▶ [Task to carry out]: Rewrite the rows starting at the one containing "Guideline: the keypoint for each instance of the bamboo leaf" and ending at the last row, changing every "Query" to "Label" and leaving everything else untouched.

▶ [Given information]:
════════

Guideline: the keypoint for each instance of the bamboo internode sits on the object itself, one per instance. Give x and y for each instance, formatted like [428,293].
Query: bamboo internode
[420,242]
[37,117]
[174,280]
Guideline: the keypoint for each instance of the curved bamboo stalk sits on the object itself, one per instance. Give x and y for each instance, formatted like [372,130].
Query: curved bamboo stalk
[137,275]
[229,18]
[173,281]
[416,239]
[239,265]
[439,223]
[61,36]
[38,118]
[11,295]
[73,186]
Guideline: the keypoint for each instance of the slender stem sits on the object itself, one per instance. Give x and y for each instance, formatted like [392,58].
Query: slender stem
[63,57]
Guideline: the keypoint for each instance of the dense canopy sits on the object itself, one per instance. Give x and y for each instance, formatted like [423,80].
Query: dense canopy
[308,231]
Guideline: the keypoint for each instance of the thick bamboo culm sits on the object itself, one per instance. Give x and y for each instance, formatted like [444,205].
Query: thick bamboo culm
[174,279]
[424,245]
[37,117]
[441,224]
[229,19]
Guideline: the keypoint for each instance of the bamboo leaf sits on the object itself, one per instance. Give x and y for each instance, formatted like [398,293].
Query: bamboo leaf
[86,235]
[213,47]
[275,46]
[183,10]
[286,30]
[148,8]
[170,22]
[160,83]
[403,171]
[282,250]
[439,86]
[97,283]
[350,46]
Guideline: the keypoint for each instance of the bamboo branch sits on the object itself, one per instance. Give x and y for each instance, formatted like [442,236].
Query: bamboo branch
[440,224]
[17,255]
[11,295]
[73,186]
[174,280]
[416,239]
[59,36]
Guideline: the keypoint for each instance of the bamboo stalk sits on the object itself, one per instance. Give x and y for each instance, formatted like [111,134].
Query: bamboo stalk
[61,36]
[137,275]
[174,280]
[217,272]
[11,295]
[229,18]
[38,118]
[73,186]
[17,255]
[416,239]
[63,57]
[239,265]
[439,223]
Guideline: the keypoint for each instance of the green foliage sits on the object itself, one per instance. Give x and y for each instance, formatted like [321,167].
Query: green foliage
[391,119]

════════

▶ [Complete response]:
Guideline: the keypoint for each instance of the bamboo leaf sits on the object itself, one per instance. Give x and y for each instance, formatted like [398,293].
Label: bamboo leaf
[86,235]
[213,47]
[275,46]
[183,10]
[286,30]
[148,8]
[170,22]
[160,83]
[403,171]
[282,250]
[439,86]
[97,283]
[350,46]
Guideline: the keypoint for each instance of the bamboo branch sits on the object itself, one per instance. Give x and y for each instance, formatted like [442,236].
Label: bamboo branch
[440,224]
[17,255]
[11,295]
[73,186]
[174,280]
[416,239]
[59,36]
Guideline: the keypoint for each instance of the bamboo stalk sits on the object itself, one per instance. Give x and y for each instance, formatted like [111,134].
Label: bamboo stalk
[61,36]
[137,275]
[174,280]
[217,272]
[11,295]
[229,18]
[38,118]
[73,186]
[17,255]
[416,239]
[63,57]
[239,265]
[439,223]
Guideline: the keypoint for each instance of the green foliage sits on the object itself, one per instance. Give x and y for each instance, formatted like [321,167].
Label: green foliage
[391,119]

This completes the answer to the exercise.